* Start Material *

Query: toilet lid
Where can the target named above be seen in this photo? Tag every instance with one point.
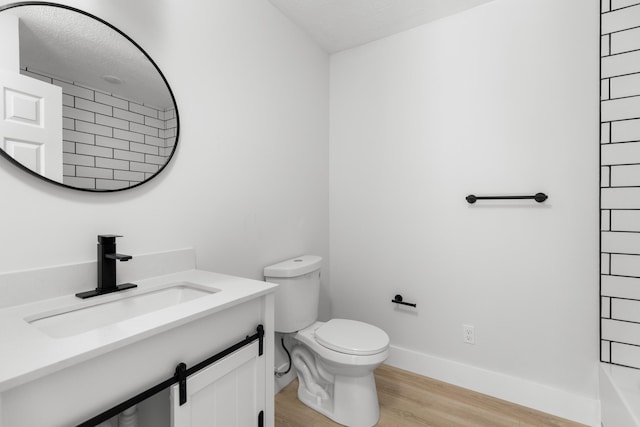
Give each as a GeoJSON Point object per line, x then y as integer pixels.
{"type": "Point", "coordinates": [352, 337]}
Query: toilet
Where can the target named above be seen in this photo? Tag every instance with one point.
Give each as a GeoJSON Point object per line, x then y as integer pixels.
{"type": "Point", "coordinates": [334, 360]}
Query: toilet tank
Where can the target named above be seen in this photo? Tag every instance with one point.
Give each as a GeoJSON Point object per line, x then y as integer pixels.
{"type": "Point", "coordinates": [298, 293]}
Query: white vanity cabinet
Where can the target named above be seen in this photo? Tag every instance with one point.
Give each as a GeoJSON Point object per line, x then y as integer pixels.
{"type": "Point", "coordinates": [86, 374]}
{"type": "Point", "coordinates": [229, 393]}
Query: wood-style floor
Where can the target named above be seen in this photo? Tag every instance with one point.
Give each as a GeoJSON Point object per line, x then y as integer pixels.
{"type": "Point", "coordinates": [408, 400]}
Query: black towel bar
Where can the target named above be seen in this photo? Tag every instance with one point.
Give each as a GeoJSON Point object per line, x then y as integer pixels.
{"type": "Point", "coordinates": [539, 197]}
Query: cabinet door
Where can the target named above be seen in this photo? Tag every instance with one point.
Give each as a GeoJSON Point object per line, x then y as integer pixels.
{"type": "Point", "coordinates": [229, 393]}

* End Material *

» Exercise task
All of the data above should be quoted exactly, except for the pictures.

» Response to the task
Query: toilet lid
Where can the target named above be seen in this photo? Tag every instance with one point.
Give each as a GeoJSON Point object per line, x then y as integer pixels.
{"type": "Point", "coordinates": [352, 337]}
Query: toilet
Where can the target named above be seen in this photo? Tag every instance with one point.
Give each as a GeoJSON Point object per line, x then y as integer pixels.
{"type": "Point", "coordinates": [334, 360]}
Query: toilet tank
Where can the target named above be seen in this photo? Tag every instance with one point.
Give each as a GeoJSON Point object per line, x then y as integer pixels.
{"type": "Point", "coordinates": [298, 293]}
Query: white vanity cabinet
Where can the target named above be seen in this photo? Tag every instance with one point.
Give each as a GeoJSON Point object per line, x then y as integer pixels.
{"type": "Point", "coordinates": [86, 374]}
{"type": "Point", "coordinates": [229, 393]}
Query: wood-style floor
Where can the target named above be seen in this photo? Tag every instance with one point.
Give each as a GeoJSON Point object per line, x then y as integer pixels.
{"type": "Point", "coordinates": [408, 400]}
Query: black towel bar
Where can the target named above be seen in this photo? Tag every instance with one point.
Give each as a GeoJSON Point object per line, x then y as integer pixels.
{"type": "Point", "coordinates": [539, 197]}
Query: cabinet door
Where can the target named above be seen in this photo? Tag every instance with one point.
Give each as a GeoJSON Point object per line, x then y as integer pixels.
{"type": "Point", "coordinates": [229, 393]}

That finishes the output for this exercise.